[Stored entries]
=-=-=-=-=

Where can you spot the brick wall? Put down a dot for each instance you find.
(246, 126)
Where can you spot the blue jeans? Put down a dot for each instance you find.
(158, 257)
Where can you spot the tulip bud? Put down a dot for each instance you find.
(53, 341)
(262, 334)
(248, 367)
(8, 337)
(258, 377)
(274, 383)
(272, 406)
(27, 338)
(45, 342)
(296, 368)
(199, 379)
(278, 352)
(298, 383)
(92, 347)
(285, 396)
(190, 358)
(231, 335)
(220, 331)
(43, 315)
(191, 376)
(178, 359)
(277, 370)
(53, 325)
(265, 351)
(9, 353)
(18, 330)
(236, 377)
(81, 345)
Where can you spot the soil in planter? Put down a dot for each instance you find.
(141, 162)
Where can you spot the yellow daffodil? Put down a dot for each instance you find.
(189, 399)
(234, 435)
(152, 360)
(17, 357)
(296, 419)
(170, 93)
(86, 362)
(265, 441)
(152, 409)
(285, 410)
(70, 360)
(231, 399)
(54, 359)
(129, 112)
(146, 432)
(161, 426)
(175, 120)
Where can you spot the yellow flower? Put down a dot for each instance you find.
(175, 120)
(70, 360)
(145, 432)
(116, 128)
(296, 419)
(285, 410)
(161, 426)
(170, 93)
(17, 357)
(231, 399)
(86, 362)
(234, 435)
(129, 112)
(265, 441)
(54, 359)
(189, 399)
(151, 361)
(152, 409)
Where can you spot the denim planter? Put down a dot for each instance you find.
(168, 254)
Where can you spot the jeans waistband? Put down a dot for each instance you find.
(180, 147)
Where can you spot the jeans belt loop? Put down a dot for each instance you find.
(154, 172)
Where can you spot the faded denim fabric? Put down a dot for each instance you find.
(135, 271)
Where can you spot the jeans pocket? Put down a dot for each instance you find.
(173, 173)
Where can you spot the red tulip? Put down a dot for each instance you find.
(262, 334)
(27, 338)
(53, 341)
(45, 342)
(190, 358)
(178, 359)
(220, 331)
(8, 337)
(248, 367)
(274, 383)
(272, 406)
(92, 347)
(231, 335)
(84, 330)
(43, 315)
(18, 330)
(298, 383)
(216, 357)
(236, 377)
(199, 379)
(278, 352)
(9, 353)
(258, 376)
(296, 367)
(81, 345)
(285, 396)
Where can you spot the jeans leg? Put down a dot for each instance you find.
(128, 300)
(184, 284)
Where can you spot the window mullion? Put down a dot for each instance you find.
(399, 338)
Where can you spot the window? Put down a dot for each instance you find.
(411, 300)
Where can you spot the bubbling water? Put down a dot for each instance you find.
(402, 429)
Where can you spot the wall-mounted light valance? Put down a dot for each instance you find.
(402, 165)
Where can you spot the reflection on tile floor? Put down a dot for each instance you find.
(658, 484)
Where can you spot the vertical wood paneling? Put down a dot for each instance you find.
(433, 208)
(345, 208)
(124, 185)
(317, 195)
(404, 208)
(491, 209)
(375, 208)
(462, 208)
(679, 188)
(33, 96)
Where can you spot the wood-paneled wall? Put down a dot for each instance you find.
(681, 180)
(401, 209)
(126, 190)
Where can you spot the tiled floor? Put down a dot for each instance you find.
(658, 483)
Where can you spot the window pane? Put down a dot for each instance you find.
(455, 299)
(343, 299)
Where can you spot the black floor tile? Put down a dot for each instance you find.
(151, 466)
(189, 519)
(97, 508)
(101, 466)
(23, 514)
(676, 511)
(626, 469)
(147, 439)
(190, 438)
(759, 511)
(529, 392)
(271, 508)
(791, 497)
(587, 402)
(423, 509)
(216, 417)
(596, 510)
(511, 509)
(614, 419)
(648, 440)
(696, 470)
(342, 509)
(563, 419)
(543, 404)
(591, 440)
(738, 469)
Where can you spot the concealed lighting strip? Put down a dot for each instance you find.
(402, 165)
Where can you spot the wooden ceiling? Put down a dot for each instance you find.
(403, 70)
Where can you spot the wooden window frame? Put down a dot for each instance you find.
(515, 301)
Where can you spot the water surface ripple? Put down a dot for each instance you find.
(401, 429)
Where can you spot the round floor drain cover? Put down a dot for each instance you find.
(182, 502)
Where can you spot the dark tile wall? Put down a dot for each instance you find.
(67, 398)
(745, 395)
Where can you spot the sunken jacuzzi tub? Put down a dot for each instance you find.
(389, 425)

=-=-=-=-=

**EXERCISE DIRECTIONS**
Starting at the line with "Where can you spot the dark", copy every line down to the last one above, exactly as written and with nothing else.

**COMPLETED EXERCISE**
Where can you spot the dark tile wall? Put down a dot for each instance you find.
(67, 398)
(745, 395)
Where can you spot the sunken jacuzzi tub? Put down a dot for each instance you find.
(389, 425)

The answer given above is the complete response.